Exercise instructions ->
From the listing below, reproduce word for word the part that opens with the line containing "white suit in" and closes with the line containing "of the gold"; reproduce nothing else.

Source data ->
Content starts
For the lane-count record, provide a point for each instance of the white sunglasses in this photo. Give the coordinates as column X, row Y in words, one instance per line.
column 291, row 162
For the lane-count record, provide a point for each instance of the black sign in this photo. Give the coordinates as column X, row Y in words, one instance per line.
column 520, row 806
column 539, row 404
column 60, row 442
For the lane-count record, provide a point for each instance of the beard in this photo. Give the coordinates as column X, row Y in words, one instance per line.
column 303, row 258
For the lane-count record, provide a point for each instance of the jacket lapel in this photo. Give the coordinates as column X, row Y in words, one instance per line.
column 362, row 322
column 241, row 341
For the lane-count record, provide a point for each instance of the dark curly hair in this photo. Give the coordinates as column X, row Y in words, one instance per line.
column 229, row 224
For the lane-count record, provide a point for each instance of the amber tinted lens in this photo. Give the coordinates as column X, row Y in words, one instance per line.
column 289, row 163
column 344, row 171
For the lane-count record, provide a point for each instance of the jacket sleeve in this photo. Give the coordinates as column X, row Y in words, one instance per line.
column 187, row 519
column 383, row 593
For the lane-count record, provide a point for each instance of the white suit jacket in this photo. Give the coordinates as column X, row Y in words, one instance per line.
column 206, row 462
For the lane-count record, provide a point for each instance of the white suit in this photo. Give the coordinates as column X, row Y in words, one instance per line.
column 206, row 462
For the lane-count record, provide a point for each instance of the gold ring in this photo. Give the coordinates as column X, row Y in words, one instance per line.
Content ends
Content starts
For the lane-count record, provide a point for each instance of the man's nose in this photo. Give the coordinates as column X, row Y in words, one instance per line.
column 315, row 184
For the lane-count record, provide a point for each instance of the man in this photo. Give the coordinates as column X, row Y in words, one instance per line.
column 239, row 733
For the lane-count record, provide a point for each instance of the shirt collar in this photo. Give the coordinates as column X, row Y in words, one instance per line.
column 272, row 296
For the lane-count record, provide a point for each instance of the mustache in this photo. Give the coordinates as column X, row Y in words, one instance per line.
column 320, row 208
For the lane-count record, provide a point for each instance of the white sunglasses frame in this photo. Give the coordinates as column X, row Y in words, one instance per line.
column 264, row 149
Content ends
Result ->
For the lane-count record, provide a point for each instance of the white suit in this photo. Give the coordinates as column X, row Y in words, one instance per line.
column 206, row 462
For the lane-count record, provide a point for each instance of the gold ring in this photo. Give the coordinates as column X, row Y in words, one instance per line.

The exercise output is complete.